| WHAT THIS TASK INVOLVES |
Line by line, output the data that follows exactly as written.

GIVEN DATA Block Start

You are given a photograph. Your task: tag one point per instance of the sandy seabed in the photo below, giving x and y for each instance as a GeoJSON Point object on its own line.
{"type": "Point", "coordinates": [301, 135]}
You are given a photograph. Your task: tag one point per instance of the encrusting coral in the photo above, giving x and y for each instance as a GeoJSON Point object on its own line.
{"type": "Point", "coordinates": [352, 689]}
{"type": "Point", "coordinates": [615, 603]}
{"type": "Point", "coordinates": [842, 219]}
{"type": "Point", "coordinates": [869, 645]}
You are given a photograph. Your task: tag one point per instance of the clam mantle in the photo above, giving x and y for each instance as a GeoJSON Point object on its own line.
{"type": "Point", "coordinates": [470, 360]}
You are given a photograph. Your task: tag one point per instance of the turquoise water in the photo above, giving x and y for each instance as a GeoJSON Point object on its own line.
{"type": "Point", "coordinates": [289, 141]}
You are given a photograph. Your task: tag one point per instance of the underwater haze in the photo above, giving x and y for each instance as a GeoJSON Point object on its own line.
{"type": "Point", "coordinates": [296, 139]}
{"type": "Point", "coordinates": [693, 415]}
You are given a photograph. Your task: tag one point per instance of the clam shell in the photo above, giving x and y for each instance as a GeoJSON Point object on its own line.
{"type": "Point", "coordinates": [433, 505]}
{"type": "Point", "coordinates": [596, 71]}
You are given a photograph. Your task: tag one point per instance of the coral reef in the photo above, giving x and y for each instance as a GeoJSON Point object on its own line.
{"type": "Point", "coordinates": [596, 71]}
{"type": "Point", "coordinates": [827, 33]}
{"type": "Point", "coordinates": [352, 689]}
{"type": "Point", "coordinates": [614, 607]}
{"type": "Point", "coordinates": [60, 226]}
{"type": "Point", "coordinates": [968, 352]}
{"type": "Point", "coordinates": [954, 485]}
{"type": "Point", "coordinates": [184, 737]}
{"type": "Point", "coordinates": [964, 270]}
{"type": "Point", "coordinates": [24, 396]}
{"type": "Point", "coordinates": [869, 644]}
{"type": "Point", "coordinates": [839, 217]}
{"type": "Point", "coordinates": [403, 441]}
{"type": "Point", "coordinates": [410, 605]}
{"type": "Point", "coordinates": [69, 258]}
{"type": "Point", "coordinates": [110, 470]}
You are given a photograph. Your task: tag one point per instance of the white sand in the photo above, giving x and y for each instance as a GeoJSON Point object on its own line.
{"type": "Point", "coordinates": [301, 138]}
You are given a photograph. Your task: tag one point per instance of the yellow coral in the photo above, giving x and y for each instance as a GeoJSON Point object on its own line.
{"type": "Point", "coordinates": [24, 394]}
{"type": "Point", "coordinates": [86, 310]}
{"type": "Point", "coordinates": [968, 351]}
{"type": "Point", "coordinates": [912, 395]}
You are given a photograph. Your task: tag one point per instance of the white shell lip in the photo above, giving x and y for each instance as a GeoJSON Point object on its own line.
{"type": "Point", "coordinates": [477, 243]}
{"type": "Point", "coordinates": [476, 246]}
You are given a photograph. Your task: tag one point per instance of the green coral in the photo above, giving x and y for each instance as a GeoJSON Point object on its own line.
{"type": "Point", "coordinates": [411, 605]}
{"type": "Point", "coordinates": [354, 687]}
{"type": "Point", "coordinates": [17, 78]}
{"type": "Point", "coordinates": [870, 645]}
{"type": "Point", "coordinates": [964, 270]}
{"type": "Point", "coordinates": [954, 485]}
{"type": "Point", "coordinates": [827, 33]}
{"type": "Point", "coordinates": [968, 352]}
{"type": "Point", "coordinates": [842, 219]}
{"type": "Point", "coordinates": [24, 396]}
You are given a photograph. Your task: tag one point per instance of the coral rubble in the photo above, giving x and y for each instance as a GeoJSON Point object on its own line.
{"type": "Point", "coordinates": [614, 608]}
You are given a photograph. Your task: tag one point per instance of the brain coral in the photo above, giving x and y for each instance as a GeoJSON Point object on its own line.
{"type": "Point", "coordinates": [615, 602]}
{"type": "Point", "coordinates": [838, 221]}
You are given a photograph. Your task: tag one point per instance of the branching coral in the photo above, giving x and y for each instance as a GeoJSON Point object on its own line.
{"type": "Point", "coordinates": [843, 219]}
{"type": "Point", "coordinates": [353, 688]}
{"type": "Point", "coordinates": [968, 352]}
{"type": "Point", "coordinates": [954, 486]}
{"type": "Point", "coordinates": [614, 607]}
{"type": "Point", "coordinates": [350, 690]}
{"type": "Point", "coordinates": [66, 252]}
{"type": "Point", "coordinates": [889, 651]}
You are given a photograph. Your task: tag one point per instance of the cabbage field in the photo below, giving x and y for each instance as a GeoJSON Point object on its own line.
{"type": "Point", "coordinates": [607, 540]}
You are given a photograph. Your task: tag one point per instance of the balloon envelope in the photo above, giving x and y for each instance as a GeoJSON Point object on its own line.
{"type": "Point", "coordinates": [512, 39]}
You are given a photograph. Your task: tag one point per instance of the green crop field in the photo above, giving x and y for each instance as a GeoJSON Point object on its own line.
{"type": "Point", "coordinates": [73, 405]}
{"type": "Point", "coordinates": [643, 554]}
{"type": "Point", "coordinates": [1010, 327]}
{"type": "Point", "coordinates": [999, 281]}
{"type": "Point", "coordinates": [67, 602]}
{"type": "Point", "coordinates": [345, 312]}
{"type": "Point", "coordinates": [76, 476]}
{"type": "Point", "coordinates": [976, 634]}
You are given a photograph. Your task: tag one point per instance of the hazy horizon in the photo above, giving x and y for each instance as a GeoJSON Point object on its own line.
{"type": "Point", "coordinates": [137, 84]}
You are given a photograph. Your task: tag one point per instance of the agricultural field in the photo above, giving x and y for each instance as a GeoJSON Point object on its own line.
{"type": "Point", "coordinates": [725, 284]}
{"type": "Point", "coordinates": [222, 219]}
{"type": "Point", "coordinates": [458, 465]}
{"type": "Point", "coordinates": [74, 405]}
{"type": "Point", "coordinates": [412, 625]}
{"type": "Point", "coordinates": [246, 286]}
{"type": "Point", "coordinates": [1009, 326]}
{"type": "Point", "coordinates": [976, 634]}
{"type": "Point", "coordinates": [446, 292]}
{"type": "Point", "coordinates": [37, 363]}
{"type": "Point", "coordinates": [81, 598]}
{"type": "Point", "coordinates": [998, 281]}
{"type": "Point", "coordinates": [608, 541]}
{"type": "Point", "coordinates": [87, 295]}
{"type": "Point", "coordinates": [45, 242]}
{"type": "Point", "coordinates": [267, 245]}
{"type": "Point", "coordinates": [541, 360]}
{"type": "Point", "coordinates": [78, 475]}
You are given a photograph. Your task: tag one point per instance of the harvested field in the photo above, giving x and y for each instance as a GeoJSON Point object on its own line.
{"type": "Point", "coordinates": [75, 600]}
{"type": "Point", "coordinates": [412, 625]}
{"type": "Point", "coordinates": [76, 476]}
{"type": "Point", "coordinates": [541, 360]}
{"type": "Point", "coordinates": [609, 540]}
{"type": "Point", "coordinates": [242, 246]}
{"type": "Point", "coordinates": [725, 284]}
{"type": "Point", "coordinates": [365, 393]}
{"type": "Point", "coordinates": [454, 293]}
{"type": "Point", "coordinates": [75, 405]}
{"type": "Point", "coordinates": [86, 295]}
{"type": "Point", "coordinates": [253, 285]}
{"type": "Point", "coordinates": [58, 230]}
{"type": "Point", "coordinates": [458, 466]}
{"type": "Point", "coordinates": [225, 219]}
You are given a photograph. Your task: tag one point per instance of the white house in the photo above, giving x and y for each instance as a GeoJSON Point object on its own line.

GIVEN DATA Block End

| EXPECTED OUTPUT |
You are given a photograph. Your task: tag one point per instance of the sandy seabed in the photo below, giving x and y for each instance as a GeoJSON Point object on its own line.
{"type": "Point", "coordinates": [301, 135]}
You are given a photograph. Your task: tag one point per instance of the encrusting coral in the photo above, giving x and y for each instance as a GeoJSON Point object on its own line.
{"type": "Point", "coordinates": [352, 689]}
{"type": "Point", "coordinates": [615, 603]}
{"type": "Point", "coordinates": [842, 219]}
{"type": "Point", "coordinates": [869, 645]}
You are given a photograph. Your task: tag one point per instance of the clam mantle in the photo above, giving x and y for each instance as a GeoJSON Point object on its own line.
{"type": "Point", "coordinates": [470, 360]}
You are given a photograph. Your task: tag one point per instance of the turquoise water in the photo above, giving x and y for each instance as a GeoJSON Point object on its own line.
{"type": "Point", "coordinates": [289, 141]}
You are given a photograph. Your task: tag one point per instance of the underwater haze in the photo above, giving x and y for each instance as a GeoJSON Point object on its own line.
{"type": "Point", "coordinates": [296, 139]}
{"type": "Point", "coordinates": [693, 415]}
You are given a photograph. Your task: tag one point per instance of the clam shell in the photo above, giving x and y for each instance as a GeoJSON Point object on its own line.
{"type": "Point", "coordinates": [433, 505]}
{"type": "Point", "coordinates": [596, 71]}
You are given a photograph. Your task: tag one point per instance of the coral reef in the photo above, giving x and y for each instance as a GeoJSON Point object on its own line.
{"type": "Point", "coordinates": [596, 71]}
{"type": "Point", "coordinates": [827, 33]}
{"type": "Point", "coordinates": [352, 689]}
{"type": "Point", "coordinates": [614, 607]}
{"type": "Point", "coordinates": [60, 226]}
{"type": "Point", "coordinates": [968, 352]}
{"type": "Point", "coordinates": [954, 485]}
{"type": "Point", "coordinates": [184, 737]}
{"type": "Point", "coordinates": [964, 270]}
{"type": "Point", "coordinates": [24, 396]}
{"type": "Point", "coordinates": [869, 644]}
{"type": "Point", "coordinates": [839, 217]}
{"type": "Point", "coordinates": [403, 441]}
{"type": "Point", "coordinates": [410, 605]}
{"type": "Point", "coordinates": [69, 258]}
{"type": "Point", "coordinates": [110, 470]}
You are given a photograph. Your task: tag one point per instance of the white sand in the photo above, giving x and y for each instance as a GeoJSON Point object on its own line.
{"type": "Point", "coordinates": [301, 138]}
You are given a photograph. Your task: tag one point per instance of the yellow coral in the photo above, giving x and y for each instance as a GeoJSON Point object on its own line.
{"type": "Point", "coordinates": [24, 394]}
{"type": "Point", "coordinates": [86, 310]}
{"type": "Point", "coordinates": [968, 351]}
{"type": "Point", "coordinates": [912, 395]}
You are given a photograph. Your task: tag one point per instance of the white shell lip in the photo above, giving x and y for each instance as a GeoJSON Point object on its own line.
{"type": "Point", "coordinates": [477, 243]}
{"type": "Point", "coordinates": [476, 246]}
You are given a photograph. Your task: tag one point per instance of the green coral in the photo above, giving x and y for each instance as a GeoJSON Point object on its own line.
{"type": "Point", "coordinates": [411, 605]}
{"type": "Point", "coordinates": [354, 687]}
{"type": "Point", "coordinates": [17, 78]}
{"type": "Point", "coordinates": [870, 645]}
{"type": "Point", "coordinates": [964, 270]}
{"type": "Point", "coordinates": [954, 485]}
{"type": "Point", "coordinates": [827, 33]}
{"type": "Point", "coordinates": [968, 352]}
{"type": "Point", "coordinates": [842, 219]}
{"type": "Point", "coordinates": [24, 396]}
You are given a photograph. Your task: tag one point per instance of the coral rubble in the photo above, giving x and y for each instance as a GeoJSON Point object on its own line.
{"type": "Point", "coordinates": [614, 608]}
You are given a photograph. Your task: tag one point per instance of the brain coral in the photo above, giving x and y for each instance as a GeoJSON Point object on its own line.
{"type": "Point", "coordinates": [615, 602]}
{"type": "Point", "coordinates": [838, 221]}
You are given a photograph. Your task: tag one point per instance of the branching coral in the photo above, giving x and y for each instance as a GeoJSON Point object on its own line.
{"type": "Point", "coordinates": [843, 219]}
{"type": "Point", "coordinates": [353, 688]}
{"type": "Point", "coordinates": [968, 352]}
{"type": "Point", "coordinates": [954, 486]}
{"type": "Point", "coordinates": [614, 607]}
{"type": "Point", "coordinates": [350, 690]}
{"type": "Point", "coordinates": [66, 252]}
{"type": "Point", "coordinates": [889, 651]}
You are given a photograph. Your task: tag one point per instance of the cabbage field in the photo below, giving x and y for each instance as a GeoJSON Point object on its own line.
{"type": "Point", "coordinates": [607, 540]}
You are given a photograph. Your task: tag one point per instance of the balloon envelope in the photo above, giving x and y for each instance as a GeoJSON Point object on its own line.
{"type": "Point", "coordinates": [512, 39]}
You are given a photograph. Your task: tag one point per instance of the green crop field in the photo above, giving x and y for each instance as a GeoJSON Point object on its own line.
{"type": "Point", "coordinates": [73, 405]}
{"type": "Point", "coordinates": [643, 554]}
{"type": "Point", "coordinates": [1010, 327]}
{"type": "Point", "coordinates": [999, 281]}
{"type": "Point", "coordinates": [67, 602]}
{"type": "Point", "coordinates": [345, 312]}
{"type": "Point", "coordinates": [76, 476]}
{"type": "Point", "coordinates": [976, 634]}
You are given a photograph. Your task: tag one point per instance of the hazy horizon in the photo above, giving x and y for each instance as a GeoJSON Point object on its own line.
{"type": "Point", "coordinates": [137, 84]}
You are given a photograph. Your task: tag one point per instance of the agricultural field in the photo above, giving x and y for each instance as a GeoJSON Point object on its own line.
{"type": "Point", "coordinates": [725, 284]}
{"type": "Point", "coordinates": [222, 219]}
{"type": "Point", "coordinates": [458, 465]}
{"type": "Point", "coordinates": [74, 405]}
{"type": "Point", "coordinates": [412, 625]}
{"type": "Point", "coordinates": [246, 286]}
{"type": "Point", "coordinates": [1009, 326]}
{"type": "Point", "coordinates": [976, 634]}
{"type": "Point", "coordinates": [446, 292]}
{"type": "Point", "coordinates": [37, 363]}
{"type": "Point", "coordinates": [81, 598]}
{"type": "Point", "coordinates": [998, 281]}
{"type": "Point", "coordinates": [608, 541]}
{"type": "Point", "coordinates": [87, 295]}
{"type": "Point", "coordinates": [45, 242]}
{"type": "Point", "coordinates": [267, 245]}
{"type": "Point", "coordinates": [541, 360]}
{"type": "Point", "coordinates": [78, 475]}
You are given a photograph. Your task: tag one point per instance of the harvested field in the photo above, giving x and y for each instance as a GeoJSON Point object on its own line.
{"type": "Point", "coordinates": [75, 600]}
{"type": "Point", "coordinates": [412, 625]}
{"type": "Point", "coordinates": [76, 476]}
{"type": "Point", "coordinates": [541, 360]}
{"type": "Point", "coordinates": [609, 540]}
{"type": "Point", "coordinates": [242, 246]}
{"type": "Point", "coordinates": [725, 284]}
{"type": "Point", "coordinates": [365, 393]}
{"type": "Point", "coordinates": [454, 293]}
{"type": "Point", "coordinates": [75, 405]}
{"type": "Point", "coordinates": [86, 295]}
{"type": "Point", "coordinates": [253, 285]}
{"type": "Point", "coordinates": [58, 230]}
{"type": "Point", "coordinates": [458, 466]}
{"type": "Point", "coordinates": [225, 219]}
You are given a photograph. Your task: tag one point per instance of the white house in the photo above, giving x and y for each instance as a GeoJSON Point object on its own line.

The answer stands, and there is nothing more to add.